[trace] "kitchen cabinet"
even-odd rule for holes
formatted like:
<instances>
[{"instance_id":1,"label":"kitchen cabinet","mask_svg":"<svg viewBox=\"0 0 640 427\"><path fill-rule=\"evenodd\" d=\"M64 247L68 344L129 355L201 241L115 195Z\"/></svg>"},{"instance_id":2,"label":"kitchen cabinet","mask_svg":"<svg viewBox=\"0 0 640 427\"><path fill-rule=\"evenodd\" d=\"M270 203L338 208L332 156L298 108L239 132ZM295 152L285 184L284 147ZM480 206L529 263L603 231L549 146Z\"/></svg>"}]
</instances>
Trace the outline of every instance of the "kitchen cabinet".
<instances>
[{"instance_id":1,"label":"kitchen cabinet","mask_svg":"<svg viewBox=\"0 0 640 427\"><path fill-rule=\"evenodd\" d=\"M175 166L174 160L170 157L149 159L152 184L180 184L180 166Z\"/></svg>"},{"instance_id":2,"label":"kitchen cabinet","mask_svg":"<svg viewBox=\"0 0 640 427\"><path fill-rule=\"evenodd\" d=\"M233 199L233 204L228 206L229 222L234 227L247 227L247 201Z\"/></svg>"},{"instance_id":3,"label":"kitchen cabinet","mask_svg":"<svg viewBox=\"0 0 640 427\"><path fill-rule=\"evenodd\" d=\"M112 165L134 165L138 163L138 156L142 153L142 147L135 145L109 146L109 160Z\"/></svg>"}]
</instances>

====

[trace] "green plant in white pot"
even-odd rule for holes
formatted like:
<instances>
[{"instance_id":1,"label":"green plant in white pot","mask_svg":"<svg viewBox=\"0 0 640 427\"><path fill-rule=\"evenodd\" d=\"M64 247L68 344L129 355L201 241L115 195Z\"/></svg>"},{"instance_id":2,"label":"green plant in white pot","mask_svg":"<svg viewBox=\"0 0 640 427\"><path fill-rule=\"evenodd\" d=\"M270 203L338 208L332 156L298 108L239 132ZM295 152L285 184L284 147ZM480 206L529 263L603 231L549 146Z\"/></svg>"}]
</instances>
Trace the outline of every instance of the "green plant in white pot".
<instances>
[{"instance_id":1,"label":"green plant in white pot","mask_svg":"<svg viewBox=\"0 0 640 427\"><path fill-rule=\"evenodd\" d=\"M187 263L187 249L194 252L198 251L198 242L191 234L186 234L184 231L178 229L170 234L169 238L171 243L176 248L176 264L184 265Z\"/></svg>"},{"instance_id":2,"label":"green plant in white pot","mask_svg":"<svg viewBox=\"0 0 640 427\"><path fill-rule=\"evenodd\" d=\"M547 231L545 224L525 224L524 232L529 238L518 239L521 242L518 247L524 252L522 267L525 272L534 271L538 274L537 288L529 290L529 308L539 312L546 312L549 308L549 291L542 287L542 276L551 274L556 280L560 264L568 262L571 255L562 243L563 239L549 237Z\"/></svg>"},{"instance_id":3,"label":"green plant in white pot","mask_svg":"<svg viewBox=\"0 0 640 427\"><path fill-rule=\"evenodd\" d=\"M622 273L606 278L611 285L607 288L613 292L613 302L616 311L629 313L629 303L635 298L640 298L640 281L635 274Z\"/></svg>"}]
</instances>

====

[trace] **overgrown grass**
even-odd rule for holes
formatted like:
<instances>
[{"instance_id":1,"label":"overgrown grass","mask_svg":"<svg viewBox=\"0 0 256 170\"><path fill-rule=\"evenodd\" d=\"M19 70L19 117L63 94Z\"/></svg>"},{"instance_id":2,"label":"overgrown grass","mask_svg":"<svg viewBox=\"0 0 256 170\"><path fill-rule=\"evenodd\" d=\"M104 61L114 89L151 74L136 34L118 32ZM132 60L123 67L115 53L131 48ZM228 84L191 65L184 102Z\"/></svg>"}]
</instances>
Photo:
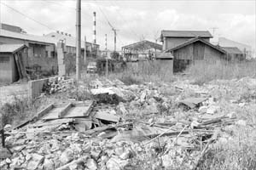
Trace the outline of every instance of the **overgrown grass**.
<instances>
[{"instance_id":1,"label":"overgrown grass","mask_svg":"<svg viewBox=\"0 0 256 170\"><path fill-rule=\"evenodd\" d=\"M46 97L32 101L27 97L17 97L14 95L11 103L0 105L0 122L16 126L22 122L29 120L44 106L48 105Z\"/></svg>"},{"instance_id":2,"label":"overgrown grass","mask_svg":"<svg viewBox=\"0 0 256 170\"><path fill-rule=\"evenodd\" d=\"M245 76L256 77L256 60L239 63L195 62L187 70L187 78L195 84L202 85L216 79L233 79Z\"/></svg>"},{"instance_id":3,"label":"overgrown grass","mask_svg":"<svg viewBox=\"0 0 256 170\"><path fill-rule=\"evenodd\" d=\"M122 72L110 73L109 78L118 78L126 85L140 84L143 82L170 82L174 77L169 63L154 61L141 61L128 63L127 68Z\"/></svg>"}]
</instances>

====

**What you should do**
How many lines in the records contain the word "every"? Reply with the number only.

**Result for this task**
3